*Direction*
Emit the entire listing verbatim.

# start of Data extract

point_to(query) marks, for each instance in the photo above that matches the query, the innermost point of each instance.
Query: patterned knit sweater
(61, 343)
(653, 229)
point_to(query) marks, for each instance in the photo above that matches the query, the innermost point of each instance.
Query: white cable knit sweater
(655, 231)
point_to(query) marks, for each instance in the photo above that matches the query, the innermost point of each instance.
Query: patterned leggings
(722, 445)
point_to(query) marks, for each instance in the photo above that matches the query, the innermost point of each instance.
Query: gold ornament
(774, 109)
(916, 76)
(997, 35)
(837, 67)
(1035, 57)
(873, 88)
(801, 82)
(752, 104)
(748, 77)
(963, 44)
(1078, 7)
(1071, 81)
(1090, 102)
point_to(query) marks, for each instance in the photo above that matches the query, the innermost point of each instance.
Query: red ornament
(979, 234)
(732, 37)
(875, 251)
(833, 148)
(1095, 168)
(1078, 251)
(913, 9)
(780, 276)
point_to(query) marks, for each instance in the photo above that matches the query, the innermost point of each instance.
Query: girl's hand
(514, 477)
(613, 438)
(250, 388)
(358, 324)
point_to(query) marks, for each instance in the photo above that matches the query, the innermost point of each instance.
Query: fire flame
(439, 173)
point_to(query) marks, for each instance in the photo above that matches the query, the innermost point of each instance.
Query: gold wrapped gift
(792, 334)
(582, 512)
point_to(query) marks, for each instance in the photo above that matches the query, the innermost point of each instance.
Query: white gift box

# end of Data extract

*Exercise answer*
point_to(query) marks, for each instance in the photo above that matches the query, the innermost point of each instance.
Query: patterned knit sweater
(61, 343)
(653, 229)
point_to(query) marks, for each instance in the photo above that matches the query, the innermost point of each instance.
Query: white cable knit sweater
(655, 231)
point_to(query) marks, for each instance in the photo above that matches the query, the innermost point of each instance.
Query: patterned leggings
(722, 445)
point_to(query) marks, for each instance in the photo above that matches the query, the innermost point of each instance.
Query: gold ornament
(774, 109)
(916, 76)
(997, 35)
(837, 67)
(1035, 57)
(873, 88)
(801, 82)
(752, 104)
(748, 77)
(963, 44)
(1078, 7)
(1071, 81)
(1090, 102)
point_to(query) marks, for each instance in the photo above that matches the query, the innermost point of each instance.
Query: red ornament
(979, 234)
(732, 37)
(875, 251)
(833, 148)
(1095, 168)
(1078, 251)
(913, 9)
(780, 276)
point_to(query) marks, for each instance in the photo above that matches the query, the innermost point of each instance.
Query: girl's hand
(514, 477)
(613, 438)
(250, 388)
(358, 324)
point_to(query) marks, for each instance in the photo above that matches the query, the innermost point of each instance.
Query: fire flame
(439, 173)
point_to(query) marks, for each instance in the photo above that matches the query, the innermost point of each instance.
Query: gold wrapped gift
(792, 334)
(582, 512)
point_to(query) marks, for each instance in the photo above that matches the query, the innermost point of each instance.
Query: white gift box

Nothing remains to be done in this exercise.